*AIM:* Write out only the tail of the records, beginning at the line containing "You are given a photograph. For the windshield" and including the last line, exactly as written.

BEGIN INFORMATION PROVIDED

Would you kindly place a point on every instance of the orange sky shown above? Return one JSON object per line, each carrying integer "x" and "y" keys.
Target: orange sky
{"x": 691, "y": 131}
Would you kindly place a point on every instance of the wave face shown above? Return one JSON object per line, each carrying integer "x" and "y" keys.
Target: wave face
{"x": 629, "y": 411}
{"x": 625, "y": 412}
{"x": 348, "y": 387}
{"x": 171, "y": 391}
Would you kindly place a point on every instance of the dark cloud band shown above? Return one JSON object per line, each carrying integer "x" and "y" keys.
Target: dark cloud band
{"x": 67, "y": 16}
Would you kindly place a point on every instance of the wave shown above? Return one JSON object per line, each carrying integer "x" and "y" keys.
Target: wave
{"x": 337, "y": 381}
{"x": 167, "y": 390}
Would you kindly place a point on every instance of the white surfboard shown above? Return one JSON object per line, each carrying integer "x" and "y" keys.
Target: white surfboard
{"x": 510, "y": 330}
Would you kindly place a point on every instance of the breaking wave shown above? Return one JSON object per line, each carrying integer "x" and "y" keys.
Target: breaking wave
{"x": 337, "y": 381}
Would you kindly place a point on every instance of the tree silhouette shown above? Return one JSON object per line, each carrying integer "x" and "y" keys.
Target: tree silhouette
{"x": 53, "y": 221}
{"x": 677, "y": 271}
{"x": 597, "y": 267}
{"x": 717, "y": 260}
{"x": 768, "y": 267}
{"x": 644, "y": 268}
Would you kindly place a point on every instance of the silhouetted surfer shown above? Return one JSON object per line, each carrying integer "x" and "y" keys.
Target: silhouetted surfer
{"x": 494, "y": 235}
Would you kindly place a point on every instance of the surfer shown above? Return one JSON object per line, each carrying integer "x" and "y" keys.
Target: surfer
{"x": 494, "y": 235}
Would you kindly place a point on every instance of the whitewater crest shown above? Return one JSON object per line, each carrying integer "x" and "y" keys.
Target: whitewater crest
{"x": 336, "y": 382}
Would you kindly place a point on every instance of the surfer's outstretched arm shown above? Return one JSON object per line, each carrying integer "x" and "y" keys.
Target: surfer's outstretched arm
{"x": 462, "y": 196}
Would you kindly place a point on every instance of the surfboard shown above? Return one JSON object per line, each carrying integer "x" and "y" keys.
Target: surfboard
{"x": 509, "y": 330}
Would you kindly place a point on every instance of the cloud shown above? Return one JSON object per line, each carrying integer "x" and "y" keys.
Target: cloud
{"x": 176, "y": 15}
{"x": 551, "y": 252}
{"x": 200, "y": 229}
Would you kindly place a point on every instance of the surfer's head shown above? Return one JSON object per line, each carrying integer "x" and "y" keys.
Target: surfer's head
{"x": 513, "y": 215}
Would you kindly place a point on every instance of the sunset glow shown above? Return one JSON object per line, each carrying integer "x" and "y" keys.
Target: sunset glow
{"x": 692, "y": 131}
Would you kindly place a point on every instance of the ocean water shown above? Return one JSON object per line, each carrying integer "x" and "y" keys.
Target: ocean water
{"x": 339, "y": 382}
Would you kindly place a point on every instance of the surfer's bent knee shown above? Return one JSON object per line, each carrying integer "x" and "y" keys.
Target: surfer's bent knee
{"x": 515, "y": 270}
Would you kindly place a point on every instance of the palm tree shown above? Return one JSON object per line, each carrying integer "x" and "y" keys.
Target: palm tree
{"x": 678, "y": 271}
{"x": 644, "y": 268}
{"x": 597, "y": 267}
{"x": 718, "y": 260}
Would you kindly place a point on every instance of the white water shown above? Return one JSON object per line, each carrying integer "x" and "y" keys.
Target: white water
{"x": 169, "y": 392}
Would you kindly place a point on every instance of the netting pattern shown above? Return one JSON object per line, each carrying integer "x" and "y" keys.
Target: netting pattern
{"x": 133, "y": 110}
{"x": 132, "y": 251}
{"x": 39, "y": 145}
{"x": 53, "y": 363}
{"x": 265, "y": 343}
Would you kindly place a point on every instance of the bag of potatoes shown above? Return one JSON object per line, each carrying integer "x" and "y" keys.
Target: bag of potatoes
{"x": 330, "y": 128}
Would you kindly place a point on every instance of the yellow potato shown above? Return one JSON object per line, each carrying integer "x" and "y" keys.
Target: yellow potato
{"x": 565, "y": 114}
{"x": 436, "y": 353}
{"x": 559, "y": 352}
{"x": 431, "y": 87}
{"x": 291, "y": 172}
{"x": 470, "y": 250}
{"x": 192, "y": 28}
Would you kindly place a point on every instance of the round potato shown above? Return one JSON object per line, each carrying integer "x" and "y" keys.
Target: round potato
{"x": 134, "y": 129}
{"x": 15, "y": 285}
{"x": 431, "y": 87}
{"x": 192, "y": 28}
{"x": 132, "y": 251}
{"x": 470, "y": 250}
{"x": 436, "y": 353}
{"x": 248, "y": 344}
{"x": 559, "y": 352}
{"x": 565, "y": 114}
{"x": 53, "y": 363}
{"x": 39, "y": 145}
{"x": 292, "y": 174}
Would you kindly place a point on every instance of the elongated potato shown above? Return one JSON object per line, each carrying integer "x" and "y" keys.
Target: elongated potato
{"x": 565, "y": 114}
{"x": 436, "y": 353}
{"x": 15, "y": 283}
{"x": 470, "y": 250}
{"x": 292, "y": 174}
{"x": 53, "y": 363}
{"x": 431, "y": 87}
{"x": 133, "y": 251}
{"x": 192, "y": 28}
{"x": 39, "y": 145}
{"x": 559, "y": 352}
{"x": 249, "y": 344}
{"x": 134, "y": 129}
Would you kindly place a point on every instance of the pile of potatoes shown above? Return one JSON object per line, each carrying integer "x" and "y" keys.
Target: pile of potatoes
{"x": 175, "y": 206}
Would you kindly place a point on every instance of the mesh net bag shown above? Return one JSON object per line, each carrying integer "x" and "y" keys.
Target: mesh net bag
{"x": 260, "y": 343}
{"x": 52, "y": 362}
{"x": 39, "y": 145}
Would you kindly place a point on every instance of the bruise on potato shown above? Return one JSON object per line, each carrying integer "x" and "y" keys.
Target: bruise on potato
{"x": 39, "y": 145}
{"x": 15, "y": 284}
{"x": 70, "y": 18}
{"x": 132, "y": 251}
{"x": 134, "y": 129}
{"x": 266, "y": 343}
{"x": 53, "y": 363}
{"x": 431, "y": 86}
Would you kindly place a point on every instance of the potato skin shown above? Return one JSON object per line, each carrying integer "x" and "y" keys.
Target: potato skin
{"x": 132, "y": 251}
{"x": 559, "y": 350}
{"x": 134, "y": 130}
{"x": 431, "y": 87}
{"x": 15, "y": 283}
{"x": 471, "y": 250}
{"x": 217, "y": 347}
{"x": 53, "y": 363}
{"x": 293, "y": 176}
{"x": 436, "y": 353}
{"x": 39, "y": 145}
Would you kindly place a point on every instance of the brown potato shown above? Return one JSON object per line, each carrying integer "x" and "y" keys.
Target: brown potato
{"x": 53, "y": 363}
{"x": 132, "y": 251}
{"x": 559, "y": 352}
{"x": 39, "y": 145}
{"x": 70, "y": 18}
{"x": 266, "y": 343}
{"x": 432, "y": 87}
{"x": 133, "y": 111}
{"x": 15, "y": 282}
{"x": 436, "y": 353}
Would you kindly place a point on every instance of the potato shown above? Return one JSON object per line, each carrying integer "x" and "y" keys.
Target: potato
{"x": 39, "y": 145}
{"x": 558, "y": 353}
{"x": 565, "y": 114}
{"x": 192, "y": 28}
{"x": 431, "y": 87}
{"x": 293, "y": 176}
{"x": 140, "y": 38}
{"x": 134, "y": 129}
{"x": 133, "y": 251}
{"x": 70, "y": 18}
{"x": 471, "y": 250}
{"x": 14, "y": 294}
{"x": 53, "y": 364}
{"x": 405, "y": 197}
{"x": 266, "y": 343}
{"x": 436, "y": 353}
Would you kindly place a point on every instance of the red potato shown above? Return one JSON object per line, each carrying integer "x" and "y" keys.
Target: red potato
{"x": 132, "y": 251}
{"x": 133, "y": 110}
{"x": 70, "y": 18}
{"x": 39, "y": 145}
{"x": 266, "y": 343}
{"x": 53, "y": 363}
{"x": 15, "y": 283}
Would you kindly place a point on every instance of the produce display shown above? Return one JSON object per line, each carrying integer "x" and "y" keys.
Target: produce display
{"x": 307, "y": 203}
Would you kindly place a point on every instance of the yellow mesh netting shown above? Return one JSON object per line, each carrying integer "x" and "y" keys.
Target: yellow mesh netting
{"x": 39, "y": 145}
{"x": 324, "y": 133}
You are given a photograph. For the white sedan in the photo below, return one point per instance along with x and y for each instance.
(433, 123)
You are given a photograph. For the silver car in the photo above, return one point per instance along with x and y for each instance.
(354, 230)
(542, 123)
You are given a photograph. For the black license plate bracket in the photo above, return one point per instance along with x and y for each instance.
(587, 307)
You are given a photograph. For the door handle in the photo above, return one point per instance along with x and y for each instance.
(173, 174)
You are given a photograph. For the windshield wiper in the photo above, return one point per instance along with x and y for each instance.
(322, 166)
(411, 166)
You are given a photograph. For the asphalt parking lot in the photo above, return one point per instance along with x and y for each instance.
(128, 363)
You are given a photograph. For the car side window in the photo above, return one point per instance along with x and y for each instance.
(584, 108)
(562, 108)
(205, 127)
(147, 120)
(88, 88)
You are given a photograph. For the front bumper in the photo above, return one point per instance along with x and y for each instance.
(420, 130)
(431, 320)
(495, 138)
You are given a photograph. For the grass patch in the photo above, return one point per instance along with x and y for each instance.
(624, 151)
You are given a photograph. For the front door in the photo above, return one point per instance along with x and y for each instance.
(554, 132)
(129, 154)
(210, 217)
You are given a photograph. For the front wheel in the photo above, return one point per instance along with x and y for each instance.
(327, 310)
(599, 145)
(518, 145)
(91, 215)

END INFORMATION PROVIDED

*FINAL ANSWER:*
You are given a photograph. For the windshield wiper in the photo above, return one point per instance along with x and y for each instance.
(322, 166)
(411, 166)
You are given a photograph. For the asphalt parking lot in the photo above, return one point per instance along with x and y for each instance.
(128, 363)
You are given a photograph. For the car side window in the photo above, return one point per instance along with x and y for each instance.
(584, 108)
(562, 108)
(205, 127)
(147, 120)
(88, 88)
You are given a photograph. For the front bumper in the photo above, return one point per instance along with x and y for each instance.
(420, 130)
(431, 320)
(495, 138)
You are given a photograph. For the grass patch in the photo above, return one point per instance along with x and y for each instance.
(624, 151)
You are given a photograph. For the front door in the photo above, return one point per instance along with x and y for each instance.
(554, 132)
(129, 154)
(210, 217)
You are given a photograph. For the front wheel in the photo above, return one point per instance along with x and y for each instance.
(327, 310)
(599, 145)
(518, 145)
(91, 215)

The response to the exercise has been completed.